[Stored items]

+ + + +

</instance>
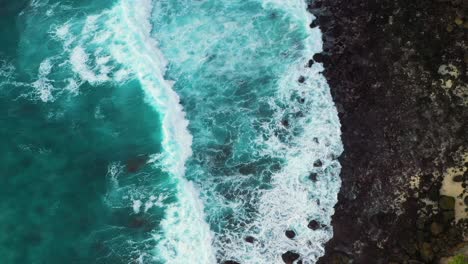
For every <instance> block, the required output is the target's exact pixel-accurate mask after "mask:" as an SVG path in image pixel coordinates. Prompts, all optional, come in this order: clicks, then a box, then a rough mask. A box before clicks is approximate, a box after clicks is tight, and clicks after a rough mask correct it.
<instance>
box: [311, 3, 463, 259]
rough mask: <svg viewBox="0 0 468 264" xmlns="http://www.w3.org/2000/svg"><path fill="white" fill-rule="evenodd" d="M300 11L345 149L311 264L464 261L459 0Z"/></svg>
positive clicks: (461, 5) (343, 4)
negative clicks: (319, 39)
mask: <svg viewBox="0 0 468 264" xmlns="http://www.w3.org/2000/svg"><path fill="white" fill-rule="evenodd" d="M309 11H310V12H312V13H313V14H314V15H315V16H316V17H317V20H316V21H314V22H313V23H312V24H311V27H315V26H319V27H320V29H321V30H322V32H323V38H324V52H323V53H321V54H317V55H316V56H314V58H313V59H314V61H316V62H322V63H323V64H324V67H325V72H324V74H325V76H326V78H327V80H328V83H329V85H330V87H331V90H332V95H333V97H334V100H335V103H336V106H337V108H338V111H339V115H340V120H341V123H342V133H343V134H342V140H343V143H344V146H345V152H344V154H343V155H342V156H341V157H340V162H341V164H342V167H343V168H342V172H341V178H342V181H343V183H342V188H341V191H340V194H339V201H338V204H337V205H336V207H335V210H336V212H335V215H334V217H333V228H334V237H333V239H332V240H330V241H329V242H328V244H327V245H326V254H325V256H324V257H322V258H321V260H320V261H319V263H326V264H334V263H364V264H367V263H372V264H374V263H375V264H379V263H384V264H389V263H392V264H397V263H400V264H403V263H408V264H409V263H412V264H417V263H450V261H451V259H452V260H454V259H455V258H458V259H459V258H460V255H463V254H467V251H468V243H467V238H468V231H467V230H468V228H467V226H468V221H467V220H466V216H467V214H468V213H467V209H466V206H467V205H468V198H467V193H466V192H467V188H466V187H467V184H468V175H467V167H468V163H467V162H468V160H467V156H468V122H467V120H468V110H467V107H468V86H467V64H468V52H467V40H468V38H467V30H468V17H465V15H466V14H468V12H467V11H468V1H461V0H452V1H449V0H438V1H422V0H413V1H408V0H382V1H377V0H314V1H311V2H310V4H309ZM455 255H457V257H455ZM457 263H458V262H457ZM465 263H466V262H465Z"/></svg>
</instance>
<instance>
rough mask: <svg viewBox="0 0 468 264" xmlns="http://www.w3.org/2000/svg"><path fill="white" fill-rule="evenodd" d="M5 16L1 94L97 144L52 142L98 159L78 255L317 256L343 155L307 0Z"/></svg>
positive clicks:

+ + + +

What is needed here is an exact transcript of the data above, pictures excluded.

</instance>
For every <instance> block, the required output is the target's exact pixel-accurate mask after "mask:" as an SVG path in image pixel coordinates. Prompts, all optional, come in this order: clicks, then a box, then a rough mask. A box before clicks is approximate, a box after clicks is tight, and clicks after a rough mask correct it.
<instance>
box: [311, 3, 463, 259]
rough mask: <svg viewBox="0 0 468 264" xmlns="http://www.w3.org/2000/svg"><path fill="white" fill-rule="evenodd" d="M300 11L345 149L311 264L464 261L459 0Z"/></svg>
positive clicks: (461, 5) (343, 4)
negative clicks: (319, 39)
mask: <svg viewBox="0 0 468 264" xmlns="http://www.w3.org/2000/svg"><path fill="white" fill-rule="evenodd" d="M309 11H310V12H312V13H313V14H314V15H315V16H316V17H317V20H316V21H314V22H313V23H312V24H311V27H315V26H319V27H320V29H321V30H322V32H323V38H324V52H323V53H321V54H317V55H316V56H314V58H313V59H314V61H316V62H322V63H323V64H324V67H325V72H324V74H325V76H326V78H327V80H328V83H329V85H330V87H331V90H332V95H333V97H334V100H335V103H336V106H337V108H338V111H339V115H340V120H341V123H342V133H343V134H342V140H343V143H344V146H345V152H344V154H343V155H342V156H341V157H340V162H341V164H342V167H343V168H342V172H341V178H342V181H343V183H342V188H341V191H340V194H339V201H338V204H337V205H336V207H335V210H336V212H335V215H334V217H333V228H334V237H333V239H332V240H330V241H329V242H328V244H327V245H326V254H325V256H324V257H322V258H321V260H320V261H319V263H326V264H334V263H364V264H367V263H372V264H374V263H375V264H379V263H384V264H389V263H392V264H397V263H400V264H403V263H408V264H409V263H412V264H417V263H450V261H451V259H452V260H454V259H455V258H458V259H459V258H460V255H463V254H467V251H468V243H467V238H468V231H467V230H468V228H467V226H468V221H467V220H466V216H467V214H468V213H467V209H466V206H467V205H468V198H467V193H466V192H467V188H466V187H467V184H468V175H467V167H468V163H467V162H468V160H467V156H468V122H467V120H468V110H467V107H468V86H467V64H468V52H467V40H468V38H467V30H468V17H465V15H466V14H468V12H467V11H468V1H461V0H452V1H449V0H438V1H422V0H413V1H408V0H382V1H377V0H314V1H311V2H310V4H309ZM455 255H457V257H455ZM457 263H458V262H457ZM465 263H466V262H465Z"/></svg>
</instance>
<instance>
rough mask: <svg viewBox="0 0 468 264" xmlns="http://www.w3.org/2000/svg"><path fill="white" fill-rule="evenodd" d="M5 16L1 94L97 144L52 142L98 159L78 255L317 256L343 155L307 0Z"/></svg>
positive clicks:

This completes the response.